What you will do ▸ The answer should contain all of the data, retyped without any alteration.

*** Begin section ***

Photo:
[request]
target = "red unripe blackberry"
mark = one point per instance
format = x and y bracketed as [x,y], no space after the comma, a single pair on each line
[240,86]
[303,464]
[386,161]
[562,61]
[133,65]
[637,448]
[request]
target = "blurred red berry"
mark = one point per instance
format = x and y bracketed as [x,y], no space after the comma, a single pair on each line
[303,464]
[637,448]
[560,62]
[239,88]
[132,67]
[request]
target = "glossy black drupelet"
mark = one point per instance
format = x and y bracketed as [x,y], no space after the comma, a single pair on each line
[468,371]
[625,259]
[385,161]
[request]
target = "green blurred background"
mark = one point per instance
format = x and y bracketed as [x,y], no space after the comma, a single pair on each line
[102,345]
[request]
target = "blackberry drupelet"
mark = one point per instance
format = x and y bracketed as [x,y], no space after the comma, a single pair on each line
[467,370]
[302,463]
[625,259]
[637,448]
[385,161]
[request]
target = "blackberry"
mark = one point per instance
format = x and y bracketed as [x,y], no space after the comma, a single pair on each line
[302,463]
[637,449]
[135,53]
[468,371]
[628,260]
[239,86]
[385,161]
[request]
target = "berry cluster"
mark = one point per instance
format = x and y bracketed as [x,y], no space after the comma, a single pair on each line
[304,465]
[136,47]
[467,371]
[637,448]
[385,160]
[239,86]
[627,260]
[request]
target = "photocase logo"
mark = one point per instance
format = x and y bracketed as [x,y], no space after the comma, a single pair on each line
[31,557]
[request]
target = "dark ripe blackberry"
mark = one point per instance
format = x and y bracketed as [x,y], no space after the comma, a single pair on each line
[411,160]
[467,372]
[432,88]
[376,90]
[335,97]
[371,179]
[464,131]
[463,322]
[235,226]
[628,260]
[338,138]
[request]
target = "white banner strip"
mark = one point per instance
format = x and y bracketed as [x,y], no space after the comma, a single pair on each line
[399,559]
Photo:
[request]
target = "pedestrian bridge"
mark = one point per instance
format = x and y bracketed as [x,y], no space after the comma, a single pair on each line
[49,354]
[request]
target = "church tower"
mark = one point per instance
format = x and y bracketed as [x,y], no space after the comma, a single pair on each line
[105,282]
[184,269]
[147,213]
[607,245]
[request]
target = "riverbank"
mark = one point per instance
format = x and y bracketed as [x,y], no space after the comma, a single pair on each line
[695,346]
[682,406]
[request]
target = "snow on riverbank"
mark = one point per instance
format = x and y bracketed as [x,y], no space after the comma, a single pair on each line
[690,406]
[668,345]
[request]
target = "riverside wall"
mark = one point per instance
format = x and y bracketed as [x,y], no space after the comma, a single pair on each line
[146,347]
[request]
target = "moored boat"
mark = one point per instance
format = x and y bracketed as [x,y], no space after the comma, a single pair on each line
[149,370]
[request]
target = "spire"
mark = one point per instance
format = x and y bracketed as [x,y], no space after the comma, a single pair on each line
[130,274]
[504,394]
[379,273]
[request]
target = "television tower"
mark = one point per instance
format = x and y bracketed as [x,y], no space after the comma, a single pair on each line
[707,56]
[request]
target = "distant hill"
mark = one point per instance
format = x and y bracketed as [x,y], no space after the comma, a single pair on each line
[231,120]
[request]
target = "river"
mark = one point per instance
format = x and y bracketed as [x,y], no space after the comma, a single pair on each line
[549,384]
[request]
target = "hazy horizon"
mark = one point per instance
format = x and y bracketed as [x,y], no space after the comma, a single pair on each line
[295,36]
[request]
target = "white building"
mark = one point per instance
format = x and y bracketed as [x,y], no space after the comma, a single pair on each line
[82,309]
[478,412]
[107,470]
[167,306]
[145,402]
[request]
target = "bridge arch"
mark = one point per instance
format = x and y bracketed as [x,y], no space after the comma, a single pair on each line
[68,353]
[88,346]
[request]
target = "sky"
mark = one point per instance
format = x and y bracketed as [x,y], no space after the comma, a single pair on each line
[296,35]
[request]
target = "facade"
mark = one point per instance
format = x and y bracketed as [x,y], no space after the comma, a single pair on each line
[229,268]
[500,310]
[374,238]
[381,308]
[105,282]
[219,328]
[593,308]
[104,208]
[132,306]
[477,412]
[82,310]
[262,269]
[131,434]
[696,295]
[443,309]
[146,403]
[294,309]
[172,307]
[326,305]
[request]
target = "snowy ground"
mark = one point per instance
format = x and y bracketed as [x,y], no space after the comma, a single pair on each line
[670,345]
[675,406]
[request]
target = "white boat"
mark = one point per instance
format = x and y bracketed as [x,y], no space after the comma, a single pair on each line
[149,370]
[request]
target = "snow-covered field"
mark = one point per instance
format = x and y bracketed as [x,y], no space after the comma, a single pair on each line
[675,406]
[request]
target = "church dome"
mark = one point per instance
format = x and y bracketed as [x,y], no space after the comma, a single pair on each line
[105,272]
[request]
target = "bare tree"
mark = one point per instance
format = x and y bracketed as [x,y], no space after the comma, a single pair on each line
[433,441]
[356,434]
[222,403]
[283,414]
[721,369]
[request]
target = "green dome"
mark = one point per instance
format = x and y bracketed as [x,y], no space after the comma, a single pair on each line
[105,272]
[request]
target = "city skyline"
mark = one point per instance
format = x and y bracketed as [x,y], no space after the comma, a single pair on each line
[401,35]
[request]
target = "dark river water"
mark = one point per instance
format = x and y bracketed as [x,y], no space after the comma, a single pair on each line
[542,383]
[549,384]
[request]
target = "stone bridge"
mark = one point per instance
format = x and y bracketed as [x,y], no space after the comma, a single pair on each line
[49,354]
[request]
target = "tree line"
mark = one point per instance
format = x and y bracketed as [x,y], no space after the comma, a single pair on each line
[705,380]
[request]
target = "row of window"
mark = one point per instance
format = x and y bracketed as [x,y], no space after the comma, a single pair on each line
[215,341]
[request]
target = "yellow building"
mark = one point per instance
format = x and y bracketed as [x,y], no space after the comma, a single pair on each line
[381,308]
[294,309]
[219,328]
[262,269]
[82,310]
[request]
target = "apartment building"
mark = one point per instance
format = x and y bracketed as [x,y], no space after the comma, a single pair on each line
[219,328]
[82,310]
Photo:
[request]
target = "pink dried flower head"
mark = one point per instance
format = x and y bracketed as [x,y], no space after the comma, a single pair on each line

*** End section ***

Your solution ▸
Photo:
[request]
target = "red unripe blackberry"
mark = one point per instance
format = x and y bracketed as [x,y], no space after the comma, a single pair on each line
[240,86]
[303,464]
[386,161]
[562,61]
[133,65]
[637,448]
[request]
target = "blurred red berry"
mark = one point per instance
format = x and y bracketed as [x,y], no space after the comma, a single pair on each line
[303,464]
[637,448]
[560,62]
[239,88]
[132,67]
[request]
target = "glossy black drupelet"
mark = one point per instance
format = x and y bracketed as [x,y], no space after the comma, a single pair on each line
[468,371]
[625,259]
[385,161]
[request]
target = "green blurred background"
mark = one point per instance
format = x and y bracketed as [x,y], no space after the comma, a single pair on each line
[102,345]
[request]
target = "blackberry drupelet"
mark = one point per instance
format = x and y bracketed as [x,y], no space after the comma, a single pair on each line
[467,370]
[302,463]
[625,259]
[637,448]
[385,161]
[request]
target = "blackberry"
mark = one point per instance
format = x and y bracketed as [x,y], no space after the comma, a single pair on each line
[302,463]
[637,449]
[135,53]
[468,371]
[628,260]
[239,86]
[385,161]
[request]
target = "berry cluster"
mark = one point per instance
format = x and y bracketed as [x,y], no space after the comma, a single pair on each line
[304,465]
[136,47]
[467,371]
[637,448]
[385,160]
[239,86]
[627,260]
[request]
target = "photocase logo"
mark = one point per instance
format = x and y bracketed as [x,y], no space after the comma, a single pair on each line
[31,557]
[request]
target = "dark ripe blackberry"
mark = one point per instance
format = x and y bracketed as [x,y], no space after the comma, a single pair on each line
[411,160]
[467,372]
[432,88]
[376,90]
[335,97]
[371,179]
[464,131]
[463,322]
[235,226]
[628,260]
[338,138]
[request]
target = "white banner strip"
mark = one point per instance
format = x and y bracketed as [x,y], no space after the comma, a single pair on each line
[399,559]
Photo:
[request]
target = "pedestrian bridge"
mark = one point per instance
format = x and y bracketed as [x,y], no space after the comma, a single pair on each line
[49,354]
[request]
target = "church tower"
mark = one point per instance
format = x and y bracketed as [x,y], no space after the comma, a single pair on each line
[105,282]
[184,269]
[147,213]
[607,245]
[request]
target = "riverbank"
mark = one point per instance
format = x and y bracketed as [x,y], no space after the comma, a single pair on each line
[695,346]
[682,406]
[request]
target = "snow on riverbank"
mark = one point per instance
format = x and y bracketed as [x,y], no space after the comma, a single pair on each line
[690,406]
[668,345]
[request]
target = "riverside wall"
mark = one point per instance
format = x and y bracketed as [x,y], no space after the comma, a single pair on each line
[146,347]
[request]
target = "moored boat"
mark = one point per instance
format = x and y bracketed as [x,y], no space after the comma, a single pair on each line
[149,370]
[request]
target = "spire"
mark = one point per instance
format = x and y bracketed as [x,y], no space after the comma, a single pair on each line
[130,274]
[504,394]
[379,273]
[request]
target = "television tower"
mark = one point per instance
format = x and y bracketed as [x,y], no space after the comma, a single pair on each line
[707,56]
[request]
target = "distant hill"
mark = one point per instance
format = x and y bracketed as [x,y], no space after the comma, a single pair on each line
[231,120]
[request]
target = "river"
mark = one point per instance
format = x and y bracketed as [x,y], no space after the comma, a single pair on each line
[549,384]
[request]
target = "hazy horizon"
mark = one point per instance
format = x and y bracketed as [x,y], no space after the comma, a single pair on each line
[295,36]
[request]
target = "white building"
mark = one point per instance
format = x and y bracketed as [x,y], no space after the comma, a single pair on each line
[82,309]
[478,412]
[107,470]
[167,306]
[145,402]
[request]
target = "bridge arch"
mark = one point per instance
format = x and y bracketed as [x,y], no space after the comma, a single pair on each line
[68,353]
[88,346]
[request]
target = "sky"
mark = one point per instance
format = x and y bracketed as [x,y], no space after the comma, a single pair on each line
[296,35]
[request]
target = "facade"
mark = one point per instance
format = x and y bracketed as [x,y], no space after the comma, a single pair on each line
[229,268]
[500,310]
[374,238]
[381,308]
[105,282]
[219,328]
[593,308]
[104,208]
[132,306]
[477,412]
[82,310]
[262,269]
[131,434]
[696,295]
[443,309]
[146,403]
[294,309]
[172,307]
[326,305]
[request]
target = "snowy ground"
mark = one point per instance
format = x and y bracketed as [x,y], no space after the comma, a single pair on each line
[670,345]
[675,406]
[request]
target = "white boat"
mark = one point per instance
format = x and y bracketed as [x,y], no space after the comma, a single pair on each line
[149,370]
[request]
target = "snow-covered field"
mark = one point per instance
format = x and y bracketed as [x,y], no space after the comma, a single pair on each line
[675,406]
[request]
target = "church dome"
mark = one point per instance
format = x and y bracketed as [x,y], no space after the comma, a single pair on each line
[105,272]
[request]
target = "bare tree"
mark = one point per instance
format = x and y bracketed as [x,y], no space after the comma, a single pair on each line
[433,441]
[356,434]
[222,403]
[283,414]
[721,369]
[request]
target = "green dome"
mark = one point per instance
format = x and y bracketed as [x,y], no space after the comma, a single pair on each line
[105,272]
[request]
target = "city skyline"
mark = one point per instance
format = x and y bracketed as [x,y], no space after the comma, a single pair on each line
[401,35]
[request]
target = "dark river water"
mark = one point per instance
format = x and y bracketed as [x,y], no space after the comma, a single pair on each line
[542,383]
[549,384]
[request]
target = "stone bridge"
mark = one point per instance
format = x and y bracketed as [x,y], no space after the comma, a single pair on each line
[49,354]
[request]
target = "tree line"
mark = one point per instance
format = x and y bracketed as [x,y], no space after the comma, a single pair on each line
[705,380]
[request]
target = "row of window"
mark = one point per instance
format = x and y bracketed as [x,y], no space after the comma, a single pair on each line
[215,341]
[request]
target = "yellow building"
mark = one point per instance
format = x and y bracketed as [x,y], no space after the comma, a single pair on each line
[381,308]
[294,309]
[219,328]
[262,269]
[82,310]
[request]
target = "apartment building"
mark = one point per instance
format = x and y bracketed as [x,y], no space after the comma, a single pair on each line
[219,328]
[82,310]
Photo:
[request]
target = "pink dried flower head"
mark = one point per instance
format = x and y bracketed as [x,y], no space after the comma, a single pair on each line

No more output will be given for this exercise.